***** Task material *****

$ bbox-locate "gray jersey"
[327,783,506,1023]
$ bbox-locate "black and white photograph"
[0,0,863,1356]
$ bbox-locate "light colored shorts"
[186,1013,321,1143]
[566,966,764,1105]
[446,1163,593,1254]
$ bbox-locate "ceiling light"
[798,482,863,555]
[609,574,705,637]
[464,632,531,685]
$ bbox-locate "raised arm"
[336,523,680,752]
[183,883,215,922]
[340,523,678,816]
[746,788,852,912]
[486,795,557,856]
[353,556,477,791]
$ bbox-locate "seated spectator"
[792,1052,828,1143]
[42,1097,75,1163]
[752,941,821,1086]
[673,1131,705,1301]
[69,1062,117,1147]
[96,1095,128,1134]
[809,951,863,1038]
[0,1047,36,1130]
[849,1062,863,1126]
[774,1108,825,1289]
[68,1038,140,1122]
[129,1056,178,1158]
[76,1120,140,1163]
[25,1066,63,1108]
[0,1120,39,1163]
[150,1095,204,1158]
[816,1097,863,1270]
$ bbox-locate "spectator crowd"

*****

Reproduce every line of the data above verbatim, keeping each command and coordinate set in its original order.

## [Worked solution]
$ bbox-locate "gray jersey"
[327,783,506,1023]
$ bbox-locate "black and white photograph"
[0,0,863,1356]
$ bbox-locate "light colored shorts"
[186,1013,321,1143]
[566,966,764,1105]
[446,1163,593,1254]
$ bbox-locate "ceiling light"
[798,482,863,555]
[609,574,705,637]
[464,632,531,685]
$ bbox-locate "raised arm"
[336,523,680,752]
[183,883,215,922]
[340,523,678,816]
[746,788,852,912]
[486,795,557,856]
[353,556,477,791]
$ bbox-locate "seated spectator"
[792,1052,828,1143]
[42,1097,75,1163]
[752,941,821,1086]
[673,1131,705,1301]
[69,1062,117,1147]
[96,1095,128,1134]
[809,951,863,1038]
[0,1047,36,1130]
[849,1062,863,1126]
[774,1108,825,1289]
[68,1038,140,1122]
[129,1056,178,1158]
[76,1120,140,1163]
[25,1066,63,1108]
[0,1120,39,1163]
[150,1095,204,1158]
[816,1097,863,1270]
$ bbox-locate "spectator crowd"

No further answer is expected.